Gene activation of CEBPA using saRNA: preclinical studies of the first in human saRNA drug candidate for liver cancer

  • Oncogene. 2018 Jun;37(24):3216-3228. doi: 10.1038/s41388-018-0126-2.
Vikash Reebye  1 Kai-Wen Huang  2 Vivian Lin  2 Sheba Jarvis  3 Pedro Cutilas  4 Stephanie Dorman  5 Simona Ciriello  6 Pinelopi Andrikakou  5 Jon Voutila  6 Pal Saetrom  7  8 Paul J Mintz  5 Isabella Reccia  5 John J Rossi  9 Hans Huber  10 Robert Habib  6 Nikos Kostomitsopoulos  11 David C Blakey  6 Nagy A Habib  5
Affiliations
  • 1. Department of Surgery, Imperial College London, London, UK. [email protected].
  • 2. Department of Surgery and Hepatitis Research and Graduate Institute of Clinical Medicine, National Taiwan University, Taipei, Taiwan.

**Exercise A:**
Answer these questions from the CEBPA saRNA study listing:
(i) In which journal was the study published?
(ii) Which gene does the title say is activated using saRNA?
(iii) Which institution is given for affiliation 1?
**Exercise B:** Carry the CEBPA saRNA study listing on from the end of affiliation 2.
The lines that come next have no connection to the CEBPA saRNA study listing.

**Provided data:**
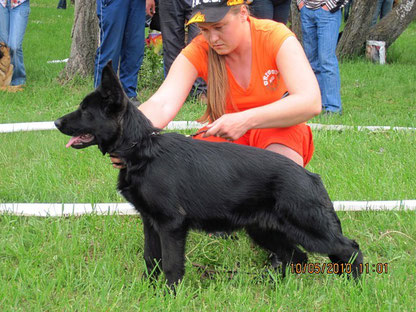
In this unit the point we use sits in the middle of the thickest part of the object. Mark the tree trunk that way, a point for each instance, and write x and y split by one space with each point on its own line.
84 35
295 25
356 29
391 26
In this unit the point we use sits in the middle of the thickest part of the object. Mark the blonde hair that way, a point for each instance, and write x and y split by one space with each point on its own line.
217 84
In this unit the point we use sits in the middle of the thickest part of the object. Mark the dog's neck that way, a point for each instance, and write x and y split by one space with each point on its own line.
136 139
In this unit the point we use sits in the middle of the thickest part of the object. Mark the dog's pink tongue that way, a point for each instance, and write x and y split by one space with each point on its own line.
71 141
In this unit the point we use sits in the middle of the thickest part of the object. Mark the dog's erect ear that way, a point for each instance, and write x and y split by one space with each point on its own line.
111 89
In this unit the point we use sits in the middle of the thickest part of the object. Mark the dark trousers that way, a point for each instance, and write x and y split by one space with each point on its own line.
173 14
121 40
277 10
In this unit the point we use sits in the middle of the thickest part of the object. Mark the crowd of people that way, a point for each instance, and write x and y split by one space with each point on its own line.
261 86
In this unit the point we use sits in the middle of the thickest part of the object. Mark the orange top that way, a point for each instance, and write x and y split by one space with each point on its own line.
266 84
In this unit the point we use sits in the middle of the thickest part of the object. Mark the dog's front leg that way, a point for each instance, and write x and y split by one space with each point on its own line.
152 249
173 254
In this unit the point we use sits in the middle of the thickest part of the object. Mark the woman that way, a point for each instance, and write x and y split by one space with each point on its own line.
14 15
249 66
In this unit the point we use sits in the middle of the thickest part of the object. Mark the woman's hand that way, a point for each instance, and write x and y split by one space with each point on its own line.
229 126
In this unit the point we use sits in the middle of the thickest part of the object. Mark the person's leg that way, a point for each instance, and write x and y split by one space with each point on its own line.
18 21
281 11
172 24
386 8
262 9
310 40
132 49
4 23
112 15
330 81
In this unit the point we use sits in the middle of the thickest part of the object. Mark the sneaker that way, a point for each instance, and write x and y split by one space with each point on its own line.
135 101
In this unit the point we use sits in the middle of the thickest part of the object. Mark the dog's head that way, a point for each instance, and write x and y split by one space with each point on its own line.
97 121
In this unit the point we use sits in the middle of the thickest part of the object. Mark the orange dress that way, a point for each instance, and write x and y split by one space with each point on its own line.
266 86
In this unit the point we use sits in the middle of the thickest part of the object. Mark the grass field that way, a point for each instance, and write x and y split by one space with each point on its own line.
94 263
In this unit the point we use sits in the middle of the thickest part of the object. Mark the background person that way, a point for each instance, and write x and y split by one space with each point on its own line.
122 25
14 16
173 16
249 65
321 20
277 10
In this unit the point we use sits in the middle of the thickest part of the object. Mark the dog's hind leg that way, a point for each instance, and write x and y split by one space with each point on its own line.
173 254
279 244
152 249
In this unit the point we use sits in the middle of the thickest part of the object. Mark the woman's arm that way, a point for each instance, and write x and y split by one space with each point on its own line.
303 102
163 106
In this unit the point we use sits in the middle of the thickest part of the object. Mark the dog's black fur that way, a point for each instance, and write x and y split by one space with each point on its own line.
178 183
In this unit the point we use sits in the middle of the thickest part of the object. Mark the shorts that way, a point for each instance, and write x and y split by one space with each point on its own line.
298 138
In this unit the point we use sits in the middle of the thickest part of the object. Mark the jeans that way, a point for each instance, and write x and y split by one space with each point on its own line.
13 24
383 8
277 10
122 25
320 30
173 14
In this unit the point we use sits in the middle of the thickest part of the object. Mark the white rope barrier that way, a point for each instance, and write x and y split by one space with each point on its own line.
187 125
77 209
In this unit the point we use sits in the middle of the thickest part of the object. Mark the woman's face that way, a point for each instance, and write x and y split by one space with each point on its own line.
223 36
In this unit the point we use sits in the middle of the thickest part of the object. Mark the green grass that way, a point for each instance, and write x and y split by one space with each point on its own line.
94 263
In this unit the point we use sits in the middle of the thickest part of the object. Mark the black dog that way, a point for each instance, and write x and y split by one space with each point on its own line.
178 183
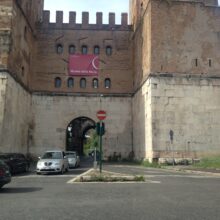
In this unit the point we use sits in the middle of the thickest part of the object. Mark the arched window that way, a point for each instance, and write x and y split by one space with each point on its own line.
96 50
72 49
108 50
59 48
57 82
107 83
70 82
95 83
84 49
83 83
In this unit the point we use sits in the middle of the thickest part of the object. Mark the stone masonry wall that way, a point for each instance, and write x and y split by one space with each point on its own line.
15 116
142 122
191 108
3 81
52 114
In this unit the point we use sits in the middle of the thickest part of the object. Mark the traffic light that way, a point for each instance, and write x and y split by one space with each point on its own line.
100 128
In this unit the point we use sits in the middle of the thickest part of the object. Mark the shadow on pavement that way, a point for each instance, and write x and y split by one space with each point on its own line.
19 189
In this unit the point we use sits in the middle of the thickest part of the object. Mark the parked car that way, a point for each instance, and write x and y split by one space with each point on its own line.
73 159
16 162
5 175
52 162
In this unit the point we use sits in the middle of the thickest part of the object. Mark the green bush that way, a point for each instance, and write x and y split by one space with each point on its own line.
211 162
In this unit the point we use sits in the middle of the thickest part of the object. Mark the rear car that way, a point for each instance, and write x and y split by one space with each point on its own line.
5 176
73 159
52 162
16 162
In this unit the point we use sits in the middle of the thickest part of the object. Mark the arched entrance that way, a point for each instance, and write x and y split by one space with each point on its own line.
75 133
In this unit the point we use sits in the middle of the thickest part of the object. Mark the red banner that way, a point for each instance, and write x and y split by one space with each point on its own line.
83 65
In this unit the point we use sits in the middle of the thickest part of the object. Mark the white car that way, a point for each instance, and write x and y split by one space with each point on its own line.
52 162
73 159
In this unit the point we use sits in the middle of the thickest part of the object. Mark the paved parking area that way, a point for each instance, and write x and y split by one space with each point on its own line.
165 195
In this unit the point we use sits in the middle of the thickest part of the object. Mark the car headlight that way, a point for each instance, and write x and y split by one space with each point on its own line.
40 164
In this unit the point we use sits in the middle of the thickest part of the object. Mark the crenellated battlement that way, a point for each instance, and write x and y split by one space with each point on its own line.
85 21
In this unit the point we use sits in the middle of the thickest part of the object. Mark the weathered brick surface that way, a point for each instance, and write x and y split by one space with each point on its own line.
15 116
52 115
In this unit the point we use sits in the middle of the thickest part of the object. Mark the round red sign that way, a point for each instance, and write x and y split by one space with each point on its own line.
101 115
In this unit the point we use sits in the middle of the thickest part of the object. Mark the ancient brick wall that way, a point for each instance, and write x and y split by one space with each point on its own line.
185 37
52 115
49 65
15 116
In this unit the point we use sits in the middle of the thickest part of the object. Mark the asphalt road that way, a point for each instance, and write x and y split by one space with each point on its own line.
165 195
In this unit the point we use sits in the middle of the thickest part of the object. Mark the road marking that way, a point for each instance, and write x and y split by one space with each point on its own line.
72 180
43 176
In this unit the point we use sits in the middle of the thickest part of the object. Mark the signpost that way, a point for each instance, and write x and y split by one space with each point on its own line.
100 128
101 115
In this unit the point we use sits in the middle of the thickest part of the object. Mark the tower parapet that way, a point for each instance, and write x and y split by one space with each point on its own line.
85 21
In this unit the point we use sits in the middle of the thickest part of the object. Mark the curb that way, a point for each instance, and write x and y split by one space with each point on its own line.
193 171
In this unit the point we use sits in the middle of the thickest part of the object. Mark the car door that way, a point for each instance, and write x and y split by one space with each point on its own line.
65 160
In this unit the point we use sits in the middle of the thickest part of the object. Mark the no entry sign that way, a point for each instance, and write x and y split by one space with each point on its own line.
101 115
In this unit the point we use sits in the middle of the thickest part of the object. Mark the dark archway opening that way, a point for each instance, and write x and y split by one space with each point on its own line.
76 133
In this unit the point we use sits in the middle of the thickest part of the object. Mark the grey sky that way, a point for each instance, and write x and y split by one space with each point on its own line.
92 6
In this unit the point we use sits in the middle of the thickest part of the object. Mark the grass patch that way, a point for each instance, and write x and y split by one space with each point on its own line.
212 162
95 176
102 178
148 164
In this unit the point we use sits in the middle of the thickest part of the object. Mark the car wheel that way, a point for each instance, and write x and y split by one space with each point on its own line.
67 169
26 168
62 170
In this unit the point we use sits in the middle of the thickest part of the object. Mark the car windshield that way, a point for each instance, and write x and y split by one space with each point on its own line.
2 163
71 155
52 155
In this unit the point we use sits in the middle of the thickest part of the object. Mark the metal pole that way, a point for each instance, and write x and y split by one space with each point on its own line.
100 145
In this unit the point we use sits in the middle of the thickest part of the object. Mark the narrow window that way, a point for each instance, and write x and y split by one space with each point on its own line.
22 71
57 82
196 62
107 83
25 33
210 62
95 83
108 51
59 48
96 50
72 49
84 49
70 82
83 83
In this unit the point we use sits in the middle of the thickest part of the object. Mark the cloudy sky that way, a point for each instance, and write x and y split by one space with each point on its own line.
92 6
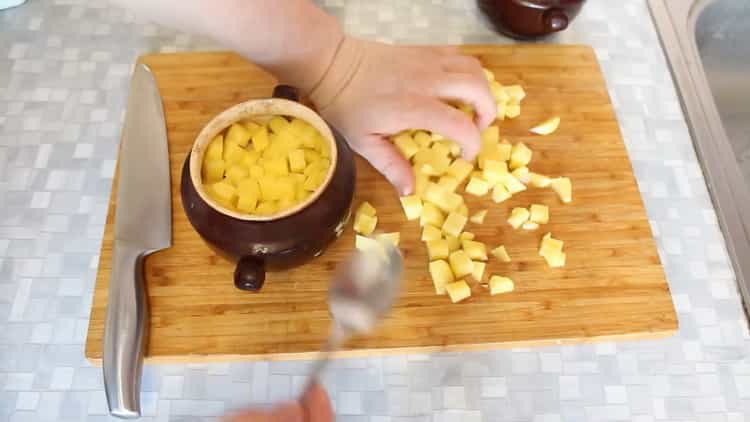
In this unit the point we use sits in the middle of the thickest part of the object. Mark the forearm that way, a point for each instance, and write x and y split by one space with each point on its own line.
293 39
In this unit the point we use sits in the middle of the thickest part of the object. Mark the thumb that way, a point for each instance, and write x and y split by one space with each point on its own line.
388 161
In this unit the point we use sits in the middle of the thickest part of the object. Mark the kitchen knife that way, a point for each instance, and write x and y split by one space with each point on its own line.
143 225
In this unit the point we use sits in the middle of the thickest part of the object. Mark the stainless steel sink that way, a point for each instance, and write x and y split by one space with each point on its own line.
707 43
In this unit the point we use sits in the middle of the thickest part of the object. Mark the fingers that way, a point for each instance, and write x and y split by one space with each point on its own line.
317 405
388 161
471 89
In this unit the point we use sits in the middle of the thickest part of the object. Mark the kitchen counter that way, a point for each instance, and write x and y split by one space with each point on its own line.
64 73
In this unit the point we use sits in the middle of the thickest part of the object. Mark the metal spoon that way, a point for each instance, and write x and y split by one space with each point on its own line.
362 292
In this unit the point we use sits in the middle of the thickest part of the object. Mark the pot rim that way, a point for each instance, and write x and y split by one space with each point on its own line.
259 110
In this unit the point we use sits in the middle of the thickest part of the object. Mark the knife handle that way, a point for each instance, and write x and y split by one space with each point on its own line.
125 331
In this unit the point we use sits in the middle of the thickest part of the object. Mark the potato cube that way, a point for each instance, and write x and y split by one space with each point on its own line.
405 144
512 185
461 263
454 224
522 174
538 180
430 233
297 160
236 173
501 254
518 216
431 215
530 225
467 236
238 134
478 217
563 188
412 206
441 275
213 171
446 200
458 291
437 249
500 285
520 155
393 238
365 224
477 251
448 182
539 213
260 140
478 271
478 186
500 193
453 243
215 149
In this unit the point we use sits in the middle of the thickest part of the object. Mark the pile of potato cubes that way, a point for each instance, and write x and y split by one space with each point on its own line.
500 171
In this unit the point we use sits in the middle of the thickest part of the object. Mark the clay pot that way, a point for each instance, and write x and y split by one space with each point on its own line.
281 241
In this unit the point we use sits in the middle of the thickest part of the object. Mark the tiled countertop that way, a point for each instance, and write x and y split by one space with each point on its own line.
64 71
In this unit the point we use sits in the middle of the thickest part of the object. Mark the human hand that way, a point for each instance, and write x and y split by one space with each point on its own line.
373 90
314 406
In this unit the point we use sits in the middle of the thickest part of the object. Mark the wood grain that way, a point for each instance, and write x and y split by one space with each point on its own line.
613 286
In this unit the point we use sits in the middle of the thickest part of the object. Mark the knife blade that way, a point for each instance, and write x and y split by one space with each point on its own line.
143 225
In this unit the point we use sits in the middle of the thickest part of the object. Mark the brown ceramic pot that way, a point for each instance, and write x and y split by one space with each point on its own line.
526 19
277 242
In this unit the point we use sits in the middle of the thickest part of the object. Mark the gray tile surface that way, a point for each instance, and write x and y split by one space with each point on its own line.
64 67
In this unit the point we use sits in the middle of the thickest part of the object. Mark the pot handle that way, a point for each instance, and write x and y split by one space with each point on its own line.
250 273
286 92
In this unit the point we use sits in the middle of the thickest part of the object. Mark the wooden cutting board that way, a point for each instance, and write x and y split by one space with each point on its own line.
613 286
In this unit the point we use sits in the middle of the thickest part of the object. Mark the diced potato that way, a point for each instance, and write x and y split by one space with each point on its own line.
460 169
237 173
366 208
501 254
446 200
454 224
494 171
431 233
213 171
431 215
563 188
238 134
460 263
466 236
478 271
520 155
260 139
512 185
393 238
458 291
477 186
405 144
297 160
546 127
478 217
538 180
539 213
215 149
448 182
477 251
412 206
530 225
441 275
365 224
437 249
500 285
522 174
500 193
518 216
453 243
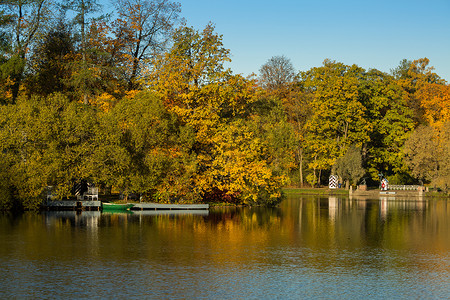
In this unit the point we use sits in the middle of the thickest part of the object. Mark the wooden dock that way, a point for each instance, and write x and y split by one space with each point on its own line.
158 206
97 205
72 205
390 194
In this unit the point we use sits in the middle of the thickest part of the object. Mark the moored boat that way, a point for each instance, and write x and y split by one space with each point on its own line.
116 206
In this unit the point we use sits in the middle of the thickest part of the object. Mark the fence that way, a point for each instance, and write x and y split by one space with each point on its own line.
402 187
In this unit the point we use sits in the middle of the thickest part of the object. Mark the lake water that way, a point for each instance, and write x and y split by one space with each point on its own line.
308 247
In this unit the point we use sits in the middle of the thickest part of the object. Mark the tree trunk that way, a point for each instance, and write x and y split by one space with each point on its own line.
300 165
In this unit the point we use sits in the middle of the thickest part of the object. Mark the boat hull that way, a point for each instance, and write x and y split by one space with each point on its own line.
116 207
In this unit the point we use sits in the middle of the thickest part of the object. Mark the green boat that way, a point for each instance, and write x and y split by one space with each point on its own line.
116 206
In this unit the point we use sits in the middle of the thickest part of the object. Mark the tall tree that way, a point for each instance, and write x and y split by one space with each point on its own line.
337 114
277 74
20 22
82 9
144 27
49 62
193 82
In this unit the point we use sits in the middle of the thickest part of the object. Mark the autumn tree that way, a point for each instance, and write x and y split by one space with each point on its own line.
428 154
337 114
46 141
194 84
21 22
82 9
412 79
143 29
49 70
276 75
391 119
349 167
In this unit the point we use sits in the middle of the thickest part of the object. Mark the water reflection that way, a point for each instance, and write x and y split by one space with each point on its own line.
307 247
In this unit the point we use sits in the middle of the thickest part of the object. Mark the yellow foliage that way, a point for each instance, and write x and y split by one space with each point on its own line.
104 102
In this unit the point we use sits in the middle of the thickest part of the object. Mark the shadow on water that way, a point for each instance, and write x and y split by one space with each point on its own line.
328 247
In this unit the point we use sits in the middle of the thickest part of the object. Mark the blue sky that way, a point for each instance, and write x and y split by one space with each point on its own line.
372 34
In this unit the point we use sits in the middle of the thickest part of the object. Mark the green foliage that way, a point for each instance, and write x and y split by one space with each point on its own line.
428 154
349 167
46 142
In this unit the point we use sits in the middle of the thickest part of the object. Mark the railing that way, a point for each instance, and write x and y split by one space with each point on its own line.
402 187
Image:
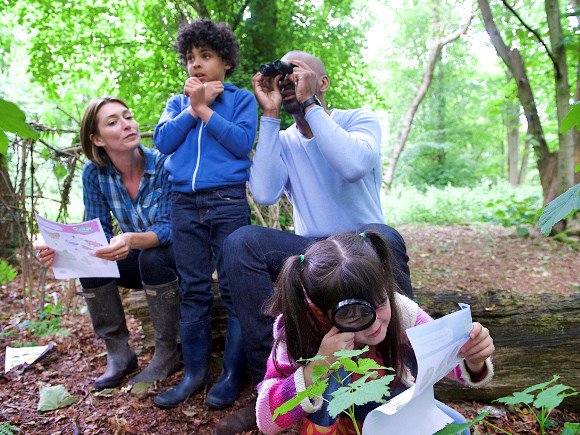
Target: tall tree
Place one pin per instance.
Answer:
(547, 161)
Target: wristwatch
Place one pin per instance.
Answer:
(312, 100)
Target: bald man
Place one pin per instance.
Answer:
(328, 164)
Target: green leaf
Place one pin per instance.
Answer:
(559, 208)
(552, 397)
(54, 398)
(12, 119)
(359, 392)
(350, 353)
(572, 118)
(519, 397)
(571, 428)
(452, 429)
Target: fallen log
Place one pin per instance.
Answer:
(535, 336)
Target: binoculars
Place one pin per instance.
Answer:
(278, 67)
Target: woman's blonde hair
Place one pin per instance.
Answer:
(90, 126)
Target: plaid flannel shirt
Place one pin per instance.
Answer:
(104, 193)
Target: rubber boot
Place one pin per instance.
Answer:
(230, 383)
(164, 310)
(241, 421)
(109, 323)
(195, 347)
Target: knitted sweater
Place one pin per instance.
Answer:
(277, 388)
(333, 180)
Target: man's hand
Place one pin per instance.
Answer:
(477, 349)
(267, 92)
(118, 249)
(304, 79)
(212, 90)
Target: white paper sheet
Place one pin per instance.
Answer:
(75, 245)
(436, 345)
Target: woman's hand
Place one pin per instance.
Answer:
(267, 92)
(46, 255)
(332, 342)
(118, 249)
(477, 349)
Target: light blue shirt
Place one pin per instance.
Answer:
(333, 180)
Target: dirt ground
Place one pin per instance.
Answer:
(466, 258)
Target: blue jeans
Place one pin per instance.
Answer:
(254, 256)
(201, 221)
(154, 266)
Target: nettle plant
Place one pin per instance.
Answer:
(368, 388)
(540, 399)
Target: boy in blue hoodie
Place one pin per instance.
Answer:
(208, 133)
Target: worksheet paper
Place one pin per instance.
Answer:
(414, 412)
(75, 246)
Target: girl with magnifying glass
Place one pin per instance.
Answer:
(341, 295)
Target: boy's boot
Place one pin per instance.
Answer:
(228, 387)
(108, 319)
(164, 310)
(195, 347)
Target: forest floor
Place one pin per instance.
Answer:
(467, 258)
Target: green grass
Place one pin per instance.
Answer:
(496, 203)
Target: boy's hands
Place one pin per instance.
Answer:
(477, 349)
(267, 92)
(332, 342)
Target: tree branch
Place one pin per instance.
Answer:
(536, 34)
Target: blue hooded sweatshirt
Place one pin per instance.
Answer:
(204, 156)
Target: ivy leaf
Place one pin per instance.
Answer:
(571, 428)
(54, 398)
(350, 353)
(559, 208)
(359, 392)
(571, 119)
(452, 429)
(552, 397)
(519, 397)
(12, 119)
(314, 390)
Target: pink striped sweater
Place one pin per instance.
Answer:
(277, 388)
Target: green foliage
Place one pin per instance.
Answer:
(12, 120)
(7, 429)
(547, 398)
(436, 164)
(572, 118)
(348, 395)
(560, 208)
(486, 202)
(7, 272)
(56, 397)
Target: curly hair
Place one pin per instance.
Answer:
(205, 33)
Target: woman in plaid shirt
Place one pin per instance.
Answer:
(127, 181)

**Response area A:**
(i) Oncogene
(ii) CEBPA
(iii) Imperial College London (Department of Surgery)

**Response area B:**
  • 3. Department of Surgery and Cancer, Imperial College London, London, UK.
  • 4. Cell Signalling and Proteomics Group, Centre for Haemato-Oncology, Barts Cancer Institute, Queen Mary University of London, London, UK.
  • 5. Department of Surgery, Imperial College London, London, UK.
  • 6. MiNA Therapeutics Ltd, London, UK.
  • 7. Department of Cancer Research and Molecular Medicine, Norwegian University of Science and Technology, Trondheim, Norway.
  • 8. Department of Computer and Information Science, Norwegian University of Science and Technology, Trondheim, Norway.
  • 9. Department of Molecular and Cellular Biology, Beckman Research Institute, City of Hope, Duarte, CA, USA.
  • 10. BioTD Strategies, LLC, Lansdale, PA, USA.
  • 11. Biomedical Research Foundation of the Academy of Athens, Centre of Clinical, Experimental Surgery and Translational Research, Athens, Greece.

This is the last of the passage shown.